## Exercise directions:
Each record listed below is to be output exactly as written.
╭──
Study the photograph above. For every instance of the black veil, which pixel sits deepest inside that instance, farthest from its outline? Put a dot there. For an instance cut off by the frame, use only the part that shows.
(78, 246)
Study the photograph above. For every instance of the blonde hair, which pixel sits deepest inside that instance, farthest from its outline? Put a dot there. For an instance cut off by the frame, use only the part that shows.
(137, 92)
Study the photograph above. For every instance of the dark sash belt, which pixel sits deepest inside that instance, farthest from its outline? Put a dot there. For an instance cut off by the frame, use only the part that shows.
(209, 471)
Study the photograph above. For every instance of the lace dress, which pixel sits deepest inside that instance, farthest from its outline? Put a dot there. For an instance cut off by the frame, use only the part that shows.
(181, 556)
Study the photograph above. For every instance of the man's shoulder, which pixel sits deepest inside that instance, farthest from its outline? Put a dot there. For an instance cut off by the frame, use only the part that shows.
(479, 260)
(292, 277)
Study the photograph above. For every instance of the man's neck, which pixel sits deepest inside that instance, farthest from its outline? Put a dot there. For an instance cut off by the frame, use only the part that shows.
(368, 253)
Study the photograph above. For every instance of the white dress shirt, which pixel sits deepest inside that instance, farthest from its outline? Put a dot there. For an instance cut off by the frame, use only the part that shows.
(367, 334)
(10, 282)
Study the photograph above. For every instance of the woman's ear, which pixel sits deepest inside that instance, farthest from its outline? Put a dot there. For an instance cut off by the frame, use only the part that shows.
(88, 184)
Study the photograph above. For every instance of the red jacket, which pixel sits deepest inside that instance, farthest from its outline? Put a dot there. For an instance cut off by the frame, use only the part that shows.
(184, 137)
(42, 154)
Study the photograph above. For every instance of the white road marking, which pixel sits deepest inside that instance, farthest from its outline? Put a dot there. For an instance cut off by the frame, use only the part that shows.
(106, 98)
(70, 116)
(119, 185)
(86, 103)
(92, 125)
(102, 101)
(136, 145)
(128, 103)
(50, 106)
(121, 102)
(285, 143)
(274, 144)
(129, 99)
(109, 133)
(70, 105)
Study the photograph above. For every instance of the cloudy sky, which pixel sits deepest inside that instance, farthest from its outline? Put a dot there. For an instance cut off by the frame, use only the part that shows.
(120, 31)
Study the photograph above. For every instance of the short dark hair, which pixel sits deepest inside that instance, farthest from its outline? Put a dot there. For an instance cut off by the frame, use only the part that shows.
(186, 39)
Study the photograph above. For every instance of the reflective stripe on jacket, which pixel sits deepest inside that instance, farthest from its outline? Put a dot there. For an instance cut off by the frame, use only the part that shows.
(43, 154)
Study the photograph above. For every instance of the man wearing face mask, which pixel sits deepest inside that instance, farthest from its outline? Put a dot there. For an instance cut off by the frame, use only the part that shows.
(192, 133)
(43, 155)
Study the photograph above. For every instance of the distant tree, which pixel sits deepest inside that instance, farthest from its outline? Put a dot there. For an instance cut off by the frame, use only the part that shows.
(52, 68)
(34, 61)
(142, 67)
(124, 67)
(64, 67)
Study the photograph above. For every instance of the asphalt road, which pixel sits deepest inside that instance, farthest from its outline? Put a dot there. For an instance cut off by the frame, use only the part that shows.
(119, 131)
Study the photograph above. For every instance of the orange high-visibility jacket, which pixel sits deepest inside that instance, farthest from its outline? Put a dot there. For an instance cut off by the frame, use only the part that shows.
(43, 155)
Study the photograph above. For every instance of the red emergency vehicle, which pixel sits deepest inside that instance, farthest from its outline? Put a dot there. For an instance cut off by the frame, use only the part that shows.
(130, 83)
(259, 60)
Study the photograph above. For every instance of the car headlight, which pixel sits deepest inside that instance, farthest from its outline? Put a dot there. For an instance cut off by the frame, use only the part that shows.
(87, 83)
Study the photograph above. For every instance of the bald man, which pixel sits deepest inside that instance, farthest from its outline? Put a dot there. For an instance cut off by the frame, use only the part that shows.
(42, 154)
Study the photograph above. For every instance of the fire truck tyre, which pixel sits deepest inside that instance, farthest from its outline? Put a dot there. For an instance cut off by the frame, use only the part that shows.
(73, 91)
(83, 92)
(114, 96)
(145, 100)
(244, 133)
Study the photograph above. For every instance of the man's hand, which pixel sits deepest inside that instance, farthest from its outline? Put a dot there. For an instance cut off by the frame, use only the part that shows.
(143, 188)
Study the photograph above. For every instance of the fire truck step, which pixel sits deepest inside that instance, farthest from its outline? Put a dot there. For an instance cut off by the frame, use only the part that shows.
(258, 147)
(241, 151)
╰──
## Answer to the exercise:
Study the photograph above. For every instance of the black veil, which pixel sits deepest inside that instance, farthest from its outline? Put a dot there. For an instance cut off by the frame, use only the part that shows.
(78, 246)
Study the photograph above. For every instance of the blonde hair, which pixel sits deepest inside that instance, farthest from its outline? Put a dot there. For an instance cut off by the frame, use only the part that shows.
(137, 92)
Study the photograph above. For every instance of the dark sash belt, which pixel sits deepest inside that instance, farthest from its outline? Put a dot there. For an instance cut off by the frame, use only the part that shows.
(209, 471)
Study the photograph above. For every instance of the lace dress, which pixel sits deepest inside that instance, farthest from its outline? Put a dot there. For an instance cut off by the frame, use only the part that shows.
(181, 556)
Study the photograph above. For every instance of the man's shoulder, which pixel sits deepest inside that instance, farthest from its outline? Put a dot there. For an instance cut off by the frame, use only the part that shows.
(479, 260)
(292, 277)
Study the photograph above. For every instance of the man's neck, which pixel sits deepest inside that instance, farthest from its outline? Put a dot there. For an instance cut off by the frame, use only the part that shows.
(368, 253)
Study the photograph above. For every instance of the white dress shirt, which pixel sits deepest inside that instance, farthest from its outline? Put a dot there. For an instance cut off by the frame, use only the part that shows.
(367, 334)
(10, 282)
Study the photograph above. For every instance of the woman's ear, which pixel sits deepest inside that instance, farthest from its outline? Put a dot there. For an instance cut off by the frame, use only the part that shows.
(88, 184)
Study the photograph above. For every instance of the red jacket, which pixel sits deepest inside that instance, farthest from its outline? Put a dot there. For an instance cut off by the frame, use only the part that shows.
(184, 137)
(42, 154)
Study the photograph above. For every instance of the white road marking, which pixel sits deepest inside that instance, farthest from its outline? Put a dot there. For an instance cut off by the frame, use only the part that shows.
(106, 98)
(70, 116)
(119, 185)
(86, 103)
(92, 125)
(102, 101)
(136, 145)
(128, 103)
(50, 106)
(121, 102)
(285, 143)
(274, 144)
(129, 99)
(109, 133)
(70, 105)
Study the photograph above. For every instance of the cloudy sky, which pixel sits deepest inside that instance, farthest from its outline? Put a dot there. For an instance cut off by the frame, use only the part that shows.
(120, 31)
Study the photograph above. For every instance of the short dark hair, which pixel sits deepest inside that instance, farthest from its outline? Put a dot there. For an instance cut off by the frame, use only the part that shows.
(186, 39)
Study the photograph above. For every instance of the reflective stripe on jacket, which pixel sits deepest inside that instance, farthest from its outline? Put a dot there. For an instance cut off by the frame, use only the part that shows.
(43, 154)
Study the photograph above. For every instance of the man wearing face mask, which pixel sits deepest inside that instance, farthest from its outline? Put a dot there. For an instance cut off by the frame, use only the part that shows.
(192, 133)
(43, 155)
Study the photograph above. For every instance of the distant tree, which pixel sits deepest inside that instance, farthest from its outline? Put a dot there. For an instance cut off by the frame, use only the part that shows.
(52, 68)
(34, 61)
(142, 67)
(124, 67)
(64, 67)
Study the photograph above. For every instance of the asphalt road, which pixel sits deepest inside that instance, farthest from its outline? Put a dot there. For an instance cut off by the frame, use only the part that shows.
(119, 131)
Study the photograph above. For every instance of the orange high-visibility jacket, which pixel sits deepest inside that instance, farthest from its outline? Put a dot there. For an instance cut off by the frame, use only the part that shows.
(43, 155)
Study the photograph above. For every instance of the red emergency vehicle, which pixel sits deepest inside that instance, farthest from its outline? Put a dot there. For an instance cut off by the frame, use only the part that shows.
(130, 83)
(259, 60)
Study the photograph above. For every instance of the car headlight, which pixel sits deepest inside that instance, farthest from its outline? Put a dot there. For an instance cut off by the frame, use only the part that shows.
(87, 83)
Study the photograph above. For every instance of the bald man, which pixel sits deepest inside that instance, farthest from its outline? Put a dot there. For an instance cut off by the frame, use only the part that shows.
(42, 154)
Study the photograph above. For every instance of the fire truck tyre, which pixel sits deepest inside that instance, farthest from its outline? Put a dot there. For an instance cut off by the frame, use only the part that shows.
(73, 91)
(83, 92)
(114, 96)
(145, 100)
(244, 133)
Study the photograph above. For every instance of the man's hand, which pixel sits deepest inside that instance, farthest from its outline? Put a dot there. For an instance cut off by the frame, use only the part that shows.
(143, 188)
Study the photograph above. For every instance of the fire truck step, which pixel sits deepest inside that instance, farthest from its outline? Put a dot there. For an instance cut off by the frame, use only the part that shows.
(258, 147)
(241, 151)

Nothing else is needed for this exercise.